(Required work)
Gather every line in the items below that contains the string "Caption", and copy each one out in full. Case counts.

════════

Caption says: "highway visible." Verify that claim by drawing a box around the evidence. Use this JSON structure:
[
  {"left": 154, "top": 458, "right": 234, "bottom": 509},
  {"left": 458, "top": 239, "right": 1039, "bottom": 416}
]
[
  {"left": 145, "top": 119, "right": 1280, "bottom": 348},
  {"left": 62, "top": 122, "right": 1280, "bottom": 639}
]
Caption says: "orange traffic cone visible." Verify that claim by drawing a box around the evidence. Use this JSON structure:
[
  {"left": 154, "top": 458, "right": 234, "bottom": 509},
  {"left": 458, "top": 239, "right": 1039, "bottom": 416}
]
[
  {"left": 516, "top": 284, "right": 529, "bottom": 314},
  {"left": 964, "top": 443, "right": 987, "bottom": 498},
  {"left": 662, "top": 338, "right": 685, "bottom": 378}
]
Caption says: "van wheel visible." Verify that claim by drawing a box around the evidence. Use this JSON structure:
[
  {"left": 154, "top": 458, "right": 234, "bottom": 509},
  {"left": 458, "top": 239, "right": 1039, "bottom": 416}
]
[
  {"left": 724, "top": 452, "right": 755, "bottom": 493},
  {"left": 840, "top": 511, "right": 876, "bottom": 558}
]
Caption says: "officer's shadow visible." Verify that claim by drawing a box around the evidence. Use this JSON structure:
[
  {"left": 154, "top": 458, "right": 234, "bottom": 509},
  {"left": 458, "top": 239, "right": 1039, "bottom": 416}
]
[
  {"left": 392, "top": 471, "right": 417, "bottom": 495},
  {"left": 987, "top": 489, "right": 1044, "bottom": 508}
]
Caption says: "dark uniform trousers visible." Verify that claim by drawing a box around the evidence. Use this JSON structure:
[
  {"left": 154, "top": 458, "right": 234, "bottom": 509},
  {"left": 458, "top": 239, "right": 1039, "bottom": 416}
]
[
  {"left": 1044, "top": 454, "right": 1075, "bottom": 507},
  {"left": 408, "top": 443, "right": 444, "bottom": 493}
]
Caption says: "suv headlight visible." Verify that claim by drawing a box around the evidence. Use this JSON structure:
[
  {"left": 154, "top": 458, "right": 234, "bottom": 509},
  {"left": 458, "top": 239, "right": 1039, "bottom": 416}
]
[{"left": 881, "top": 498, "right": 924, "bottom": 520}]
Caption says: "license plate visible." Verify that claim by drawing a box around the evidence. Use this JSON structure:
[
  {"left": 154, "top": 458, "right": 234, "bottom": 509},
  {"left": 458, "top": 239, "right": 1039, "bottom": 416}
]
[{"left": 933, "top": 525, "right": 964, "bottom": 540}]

════════

(Task response)
Caption says: "highway visible." Verify that claim by drawing a box around the evidence. Use this JSON structure:
Caption says: "orange traffic cone visible." Verify that claim by drawing a box around the evidence. Use this JSON structure:
Caption says: "van wheel visible." Verify that claim by drawing a box around the evidence. Use this JSON structure:
Caption says: "officer's shadow visible." Verify that claim by drawing a box around the evidence. Use this JSON structure:
Caption says: "dark uniform trousers visible." Verify that claim by drawing a box around the evidence. Use this JSON structure:
Caption says: "suv headlight visible." Verify that claim by drawing a box around the evidence. Use this JSON structure:
Caption says: "license plate visible." Verify that claim by drawing a box around the evidence. Use this JSON structure:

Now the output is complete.